Copy out every line in the rows below that contains the word "outline".

### Record extracts
+ + + + +
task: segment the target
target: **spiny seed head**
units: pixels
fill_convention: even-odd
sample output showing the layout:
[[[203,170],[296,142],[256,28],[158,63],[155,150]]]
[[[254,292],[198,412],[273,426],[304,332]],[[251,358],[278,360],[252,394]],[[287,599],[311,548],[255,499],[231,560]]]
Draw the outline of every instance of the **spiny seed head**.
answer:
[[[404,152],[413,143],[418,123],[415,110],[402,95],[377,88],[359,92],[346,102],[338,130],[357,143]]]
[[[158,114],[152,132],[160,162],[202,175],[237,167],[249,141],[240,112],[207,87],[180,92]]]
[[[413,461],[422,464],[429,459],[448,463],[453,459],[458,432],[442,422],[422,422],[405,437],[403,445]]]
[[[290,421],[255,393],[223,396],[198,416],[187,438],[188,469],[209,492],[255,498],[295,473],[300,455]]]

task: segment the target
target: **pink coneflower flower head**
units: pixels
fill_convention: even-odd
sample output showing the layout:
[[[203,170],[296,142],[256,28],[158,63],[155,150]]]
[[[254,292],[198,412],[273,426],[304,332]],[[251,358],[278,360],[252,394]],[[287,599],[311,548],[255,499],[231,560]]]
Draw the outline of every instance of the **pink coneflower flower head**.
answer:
+ + + + +
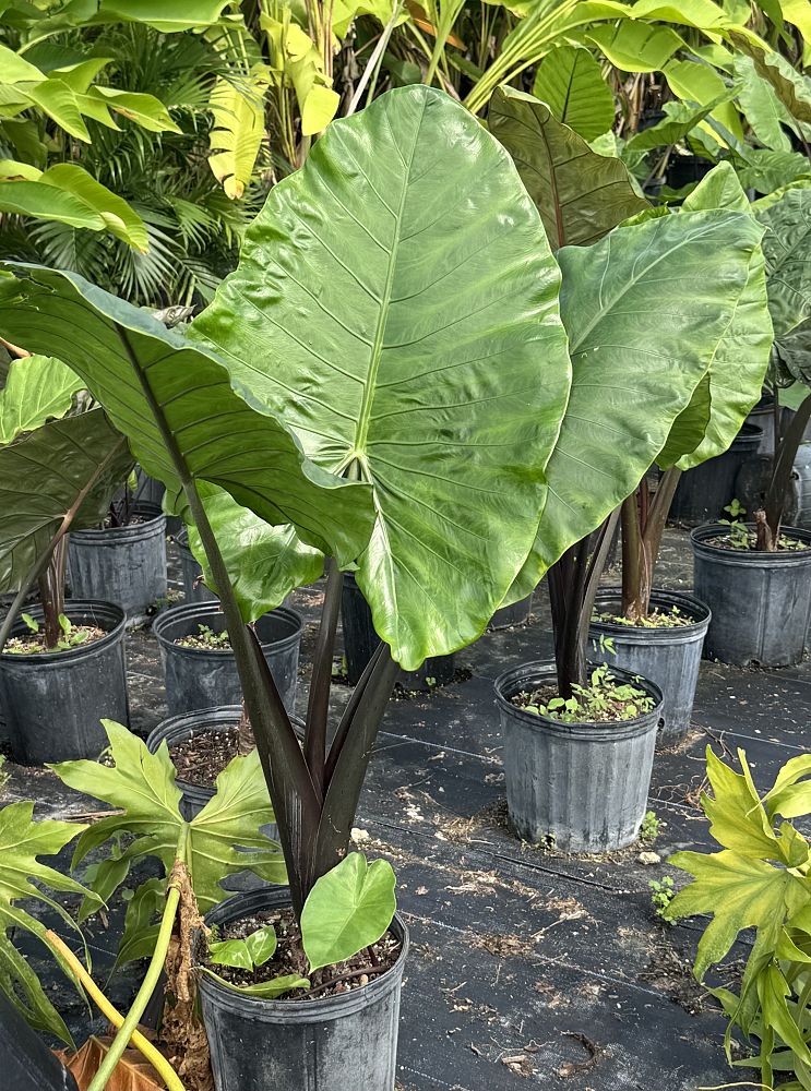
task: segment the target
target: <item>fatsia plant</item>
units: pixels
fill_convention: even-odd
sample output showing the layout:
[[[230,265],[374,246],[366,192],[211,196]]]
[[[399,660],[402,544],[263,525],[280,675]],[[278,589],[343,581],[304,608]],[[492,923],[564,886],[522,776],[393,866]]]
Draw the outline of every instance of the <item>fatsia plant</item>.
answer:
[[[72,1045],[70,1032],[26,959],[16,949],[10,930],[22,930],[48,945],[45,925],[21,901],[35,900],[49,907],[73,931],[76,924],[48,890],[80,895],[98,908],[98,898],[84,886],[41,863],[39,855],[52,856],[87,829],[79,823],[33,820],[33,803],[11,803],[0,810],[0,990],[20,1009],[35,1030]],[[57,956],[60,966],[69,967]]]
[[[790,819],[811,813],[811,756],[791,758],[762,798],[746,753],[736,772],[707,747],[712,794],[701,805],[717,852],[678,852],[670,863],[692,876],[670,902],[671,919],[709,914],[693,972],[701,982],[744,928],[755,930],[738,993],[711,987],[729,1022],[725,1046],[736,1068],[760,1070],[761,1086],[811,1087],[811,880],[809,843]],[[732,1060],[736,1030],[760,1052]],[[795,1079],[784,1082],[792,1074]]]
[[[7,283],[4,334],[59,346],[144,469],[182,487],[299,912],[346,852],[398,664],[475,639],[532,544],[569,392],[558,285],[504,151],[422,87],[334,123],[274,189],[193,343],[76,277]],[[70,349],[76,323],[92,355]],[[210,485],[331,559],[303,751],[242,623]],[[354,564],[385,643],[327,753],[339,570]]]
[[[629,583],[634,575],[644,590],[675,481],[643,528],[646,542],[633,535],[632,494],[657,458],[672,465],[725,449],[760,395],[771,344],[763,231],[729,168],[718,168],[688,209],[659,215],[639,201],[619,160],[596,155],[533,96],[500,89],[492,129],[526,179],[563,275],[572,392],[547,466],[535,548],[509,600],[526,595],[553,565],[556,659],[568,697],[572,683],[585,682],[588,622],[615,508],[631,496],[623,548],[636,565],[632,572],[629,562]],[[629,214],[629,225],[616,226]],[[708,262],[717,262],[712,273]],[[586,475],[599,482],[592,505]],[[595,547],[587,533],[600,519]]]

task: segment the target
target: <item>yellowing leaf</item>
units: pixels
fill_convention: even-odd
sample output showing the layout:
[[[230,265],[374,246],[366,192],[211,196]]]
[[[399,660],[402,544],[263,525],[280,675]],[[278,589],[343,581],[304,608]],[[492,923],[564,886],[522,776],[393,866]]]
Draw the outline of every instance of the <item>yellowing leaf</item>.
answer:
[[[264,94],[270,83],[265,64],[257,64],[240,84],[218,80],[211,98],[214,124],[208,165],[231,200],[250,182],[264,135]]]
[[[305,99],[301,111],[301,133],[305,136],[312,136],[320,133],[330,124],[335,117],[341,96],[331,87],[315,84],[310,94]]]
+ + + + +
### Result
Draw the outline of every instance of the **spiny seed head**.
Draw the outline of every instance of the **pink coneflower flower head**.
Draw the outline of every instance of the <item>fatsia plant</item>.
Draw the outline of every instance of the <item>yellowing leaf</item>.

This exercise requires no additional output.